[START Data excerpts]
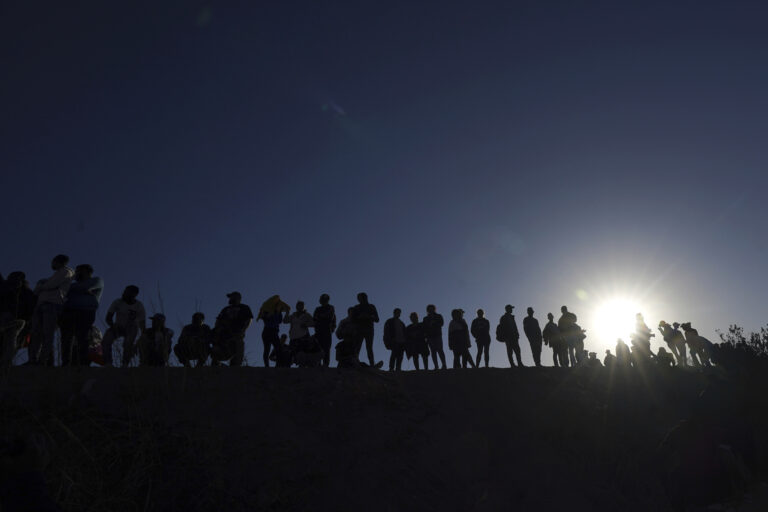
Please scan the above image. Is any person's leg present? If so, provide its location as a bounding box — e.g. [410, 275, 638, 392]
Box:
[504, 341, 515, 368]
[59, 310, 77, 366]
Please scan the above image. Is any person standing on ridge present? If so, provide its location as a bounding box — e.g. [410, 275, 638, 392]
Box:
[470, 309, 491, 368]
[557, 306, 581, 366]
[27, 254, 75, 365]
[384, 308, 406, 372]
[312, 293, 336, 368]
[258, 295, 291, 368]
[523, 307, 542, 366]
[211, 292, 253, 366]
[541, 313, 568, 368]
[101, 285, 147, 367]
[421, 304, 446, 370]
[352, 292, 379, 367]
[496, 304, 523, 368]
[448, 309, 477, 369]
[59, 263, 104, 366]
[405, 313, 429, 370]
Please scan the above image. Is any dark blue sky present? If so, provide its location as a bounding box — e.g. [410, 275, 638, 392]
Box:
[0, 1, 768, 364]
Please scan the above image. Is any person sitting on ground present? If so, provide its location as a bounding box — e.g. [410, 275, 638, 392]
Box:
[656, 347, 675, 368]
[405, 312, 429, 370]
[283, 301, 315, 348]
[0, 271, 37, 371]
[603, 349, 616, 368]
[27, 254, 75, 365]
[101, 285, 147, 367]
[523, 307, 542, 366]
[312, 293, 336, 368]
[448, 309, 477, 369]
[173, 311, 213, 368]
[258, 295, 291, 368]
[421, 304, 446, 370]
[211, 292, 253, 366]
[384, 308, 406, 372]
[139, 313, 173, 366]
[59, 263, 104, 366]
[469, 309, 491, 368]
[496, 304, 523, 368]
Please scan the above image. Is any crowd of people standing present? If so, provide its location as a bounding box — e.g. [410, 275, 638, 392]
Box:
[0, 255, 712, 371]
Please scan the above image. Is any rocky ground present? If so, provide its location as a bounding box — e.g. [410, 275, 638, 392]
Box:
[0, 367, 768, 511]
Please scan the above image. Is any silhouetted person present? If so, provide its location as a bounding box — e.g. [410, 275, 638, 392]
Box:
[352, 292, 379, 366]
[542, 313, 568, 368]
[384, 308, 406, 372]
[421, 304, 446, 370]
[656, 347, 675, 368]
[336, 308, 363, 368]
[523, 307, 542, 366]
[258, 295, 291, 368]
[405, 313, 429, 370]
[0, 271, 37, 370]
[101, 285, 147, 367]
[270, 334, 293, 368]
[616, 338, 631, 368]
[27, 254, 75, 365]
[496, 304, 523, 368]
[312, 293, 336, 368]
[448, 309, 477, 369]
[59, 264, 104, 366]
[469, 309, 491, 368]
[211, 292, 253, 366]
[173, 312, 213, 368]
[139, 313, 173, 366]
[557, 306, 581, 366]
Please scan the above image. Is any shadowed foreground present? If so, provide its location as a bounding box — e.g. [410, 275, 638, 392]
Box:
[0, 367, 768, 511]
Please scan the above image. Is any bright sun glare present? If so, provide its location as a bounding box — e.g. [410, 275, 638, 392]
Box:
[592, 297, 643, 346]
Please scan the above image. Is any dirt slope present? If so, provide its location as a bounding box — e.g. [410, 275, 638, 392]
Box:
[0, 368, 768, 511]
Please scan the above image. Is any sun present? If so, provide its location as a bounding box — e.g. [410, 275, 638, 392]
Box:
[592, 297, 642, 346]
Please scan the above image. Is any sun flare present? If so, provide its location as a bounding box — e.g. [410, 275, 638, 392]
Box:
[592, 297, 643, 346]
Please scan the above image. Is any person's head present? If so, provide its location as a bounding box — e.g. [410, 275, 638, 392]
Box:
[123, 284, 139, 304]
[6, 270, 27, 289]
[75, 263, 93, 281]
[192, 311, 205, 327]
[149, 313, 165, 329]
[51, 254, 69, 270]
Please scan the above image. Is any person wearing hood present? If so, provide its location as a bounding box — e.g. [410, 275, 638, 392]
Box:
[496, 304, 523, 368]
[59, 263, 104, 366]
[27, 254, 75, 365]
[448, 309, 477, 369]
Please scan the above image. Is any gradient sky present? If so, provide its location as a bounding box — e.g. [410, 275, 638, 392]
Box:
[0, 0, 768, 365]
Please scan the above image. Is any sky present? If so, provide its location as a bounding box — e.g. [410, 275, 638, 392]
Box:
[0, 0, 768, 366]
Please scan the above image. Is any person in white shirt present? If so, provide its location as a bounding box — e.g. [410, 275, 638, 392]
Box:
[27, 254, 75, 365]
[101, 285, 147, 367]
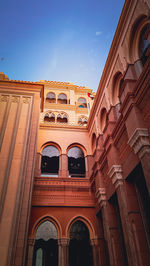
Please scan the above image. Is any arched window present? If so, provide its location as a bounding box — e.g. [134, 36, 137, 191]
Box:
[46, 92, 56, 103]
[139, 24, 150, 65]
[33, 221, 58, 266]
[78, 97, 87, 108]
[112, 72, 124, 106]
[78, 116, 88, 126]
[69, 221, 93, 266]
[57, 113, 68, 123]
[100, 108, 107, 131]
[41, 145, 59, 176]
[57, 93, 67, 104]
[44, 113, 55, 122]
[68, 147, 85, 177]
[92, 133, 96, 151]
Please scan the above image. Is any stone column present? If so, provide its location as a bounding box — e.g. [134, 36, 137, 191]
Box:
[27, 238, 35, 266]
[91, 239, 101, 266]
[128, 128, 150, 194]
[59, 154, 69, 178]
[96, 188, 124, 266]
[58, 238, 69, 266]
[108, 165, 149, 266]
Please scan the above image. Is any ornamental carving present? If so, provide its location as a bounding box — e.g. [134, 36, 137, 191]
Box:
[11, 96, 20, 103]
[22, 97, 31, 104]
[128, 128, 150, 159]
[0, 95, 9, 102]
[108, 165, 123, 188]
[95, 188, 106, 208]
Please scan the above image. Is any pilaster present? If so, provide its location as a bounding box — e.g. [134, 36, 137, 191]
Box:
[27, 238, 35, 266]
[128, 128, 150, 194]
[58, 238, 69, 266]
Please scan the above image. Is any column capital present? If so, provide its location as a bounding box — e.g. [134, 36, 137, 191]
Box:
[108, 165, 123, 188]
[95, 188, 106, 208]
[90, 238, 99, 246]
[128, 128, 150, 159]
[28, 238, 35, 246]
[58, 238, 70, 246]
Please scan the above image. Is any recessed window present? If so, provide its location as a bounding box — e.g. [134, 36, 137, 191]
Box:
[46, 92, 56, 103]
[78, 97, 87, 108]
[41, 145, 59, 176]
[44, 113, 55, 122]
[68, 147, 85, 177]
[139, 24, 150, 64]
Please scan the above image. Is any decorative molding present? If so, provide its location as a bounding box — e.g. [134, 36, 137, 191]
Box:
[END Data excerpts]
Given exercise:
Rewrite the items above, replacing every occurrence of "bounding box" with "rectangular region" and leaving all other text unchanged. Omit the pictures from your answer.

Exercise solution:
Please scan the above image. Is any person's leg present? If so, provide its location as a rectangular region — e.g. [410, 275, 638, 392]
Box:
[504, 341, 515, 368]
[59, 310, 77, 366]
Please scan the above image. Is any person standing on ridge present? If so, provide its location as a rectangular region — e.g. [410, 275, 638, 392]
Box:
[470, 309, 491, 368]
[557, 306, 581, 366]
[27, 254, 75, 365]
[384, 308, 406, 372]
[312, 293, 336, 368]
[258, 295, 291, 368]
[523, 307, 542, 366]
[211, 292, 253, 366]
[541, 313, 568, 368]
[101, 285, 147, 367]
[421, 304, 446, 370]
[352, 292, 379, 367]
[496, 304, 523, 368]
[448, 309, 477, 369]
[59, 263, 104, 366]
[405, 313, 429, 370]
Please scan the above image. Is any dark blue sky present? If so, provide its location as a rectangular region — e.g. [410, 275, 638, 392]
Box:
[0, 1, 768, 364]
Please scan the above image. Is any person sitting on ground present? If so, provide its location as a rectangular region — e.g. [410, 275, 638, 392]
Box:
[656, 347, 675, 368]
[405, 312, 429, 370]
[283, 301, 315, 348]
[0, 271, 37, 371]
[603, 349, 616, 368]
[27, 254, 75, 365]
[101, 285, 147, 367]
[523, 307, 542, 366]
[312, 293, 336, 368]
[448, 309, 477, 369]
[173, 311, 213, 368]
[258, 295, 291, 368]
[421, 304, 446, 370]
[211, 292, 253, 366]
[384, 308, 406, 372]
[139, 313, 173, 366]
[59, 263, 104, 366]
[469, 309, 491, 368]
[496, 304, 523, 368]
Please scan the above image. Is any crowd of people standing present? If so, provide its location as a rectangular region — e.g. [410, 275, 638, 392]
Box:
[0, 255, 712, 371]
Please scan the above image. Is any rocky ground present? If so, provide its location as a rectangular region — e.g. [410, 275, 638, 392]
Box:
[0, 367, 768, 511]
Please scan the above image. Is any silhouetted person present? If so, provide its location as a rectangular region — e.g. [410, 275, 638, 392]
Box:
[352, 292, 379, 366]
[542, 313, 568, 368]
[384, 308, 406, 372]
[421, 304, 446, 370]
[656, 347, 675, 368]
[336, 308, 363, 368]
[523, 307, 542, 366]
[258, 295, 291, 368]
[405, 313, 429, 370]
[0, 271, 37, 370]
[101, 285, 147, 367]
[270, 334, 293, 368]
[616, 338, 631, 368]
[27, 254, 75, 365]
[496, 304, 523, 368]
[312, 293, 336, 368]
[448, 309, 477, 369]
[59, 264, 104, 366]
[469, 309, 491, 368]
[211, 292, 253, 366]
[173, 312, 213, 368]
[139, 313, 173, 366]
[557, 306, 581, 366]
Please scan the above image. Is any shadowed foreground present? If so, provide its location as a rectangular region — e.g. [410, 275, 638, 392]
Box:
[0, 367, 768, 511]
Please scan the above image. Is any bright sun glare present? If so, provide its location as a rectangular region — e.g. [410, 275, 638, 392]
Box:
[592, 297, 643, 346]
Please scan the above image. Is any dirt slope present? If so, provide its location as a rectangular region — e.g. [410, 275, 638, 392]
Box:
[0, 368, 768, 511]
Please scan the above image. Is any sun present? If so, provide its location as a rectangular region — e.g. [410, 275, 638, 392]
Box:
[592, 297, 642, 346]
Please scan the above image. Is any sun flare present? If so, provide its location as a rectangular region — e.g. [410, 275, 638, 392]
Box:
[592, 297, 643, 346]
Please scan the above image. Is any person's head present? If so, provide its location as a rectangular region — e.g. [410, 275, 638, 392]
Box:
[123, 284, 139, 304]
[6, 270, 27, 289]
[75, 263, 93, 281]
[192, 311, 205, 327]
[149, 313, 165, 329]
[51, 254, 69, 270]
Please scan the above image. Is any person wearing hood present? If so, provide its location as a rectangular region — e.g. [410, 275, 638, 392]
Box:
[496, 304, 523, 368]
[59, 263, 104, 366]
[27, 254, 75, 365]
[448, 309, 477, 369]
Please scan the above image. Is any gradient sky present? If so, provide its location as a rectangular region — e.g. [410, 275, 638, 392]
Box:
[0, 0, 768, 365]
Please scan the above image. Is any sky present? If so, provide its location as a rectangular region — e.g. [410, 275, 638, 392]
Box:
[0, 0, 768, 366]
Please scan the above image. Is any person in white shirt present? If so, provide its location as a rectangular region — e.g. [410, 275, 638, 392]
Box:
[27, 254, 75, 365]
[101, 285, 147, 367]
Please scan the above image. Is any arched window present? If so, provide its location as a rectangular region — e.g. [134, 36, 137, 191]
Box:
[46, 92, 56, 103]
[139, 24, 150, 65]
[33, 221, 58, 266]
[78, 97, 87, 108]
[112, 72, 124, 106]
[78, 116, 88, 126]
[69, 221, 93, 266]
[57, 113, 68, 123]
[100, 108, 107, 131]
[41, 145, 59, 176]
[57, 93, 67, 104]
[44, 113, 55, 122]
[68, 147, 85, 177]
[92, 133, 96, 151]
Please scan the above image. Is any stone column present? If so, provide its location as a rectangular region — e.g. [134, 36, 137, 191]
Box:
[27, 238, 35, 266]
[91, 239, 101, 266]
[128, 128, 150, 194]
[59, 154, 69, 178]
[96, 188, 124, 266]
[58, 238, 69, 266]
[108, 165, 149, 266]
Please scan the above image. Is any ornamental carving present? If so, provide its location as a rectangular region — e.g. [134, 36, 137, 191]
Box:
[11, 96, 20, 103]
[22, 97, 31, 104]
[128, 128, 150, 159]
[0, 95, 9, 102]
[108, 165, 123, 188]
[95, 188, 106, 208]
Please scan the above image. Is any pilaster present? If so, provide its location as a rectangular region — e.g. [134, 36, 137, 191]
Box:
[27, 238, 35, 266]
[128, 128, 150, 194]
[58, 238, 69, 266]
Please scan the above image. Is any column capital present? If so, provide its location as a rectangular region — e.g. [134, 36, 137, 191]
Box:
[108, 165, 123, 188]
[95, 188, 106, 208]
[90, 238, 99, 246]
[128, 128, 150, 159]
[28, 238, 35, 246]
[58, 238, 70, 246]
Please scan the above image. Is any recessed window present? If so, provide its location as a rectangular region — e.g. [134, 36, 137, 191]
Box:
[46, 92, 56, 103]
[78, 97, 87, 108]
[41, 145, 59, 176]
[44, 113, 55, 122]
[68, 147, 85, 177]
[139, 24, 150, 64]
Please scan the above image. Is any decorative molding present? If so, provide its location as a rectangular region — e.g. [134, 36, 137, 191]
Box:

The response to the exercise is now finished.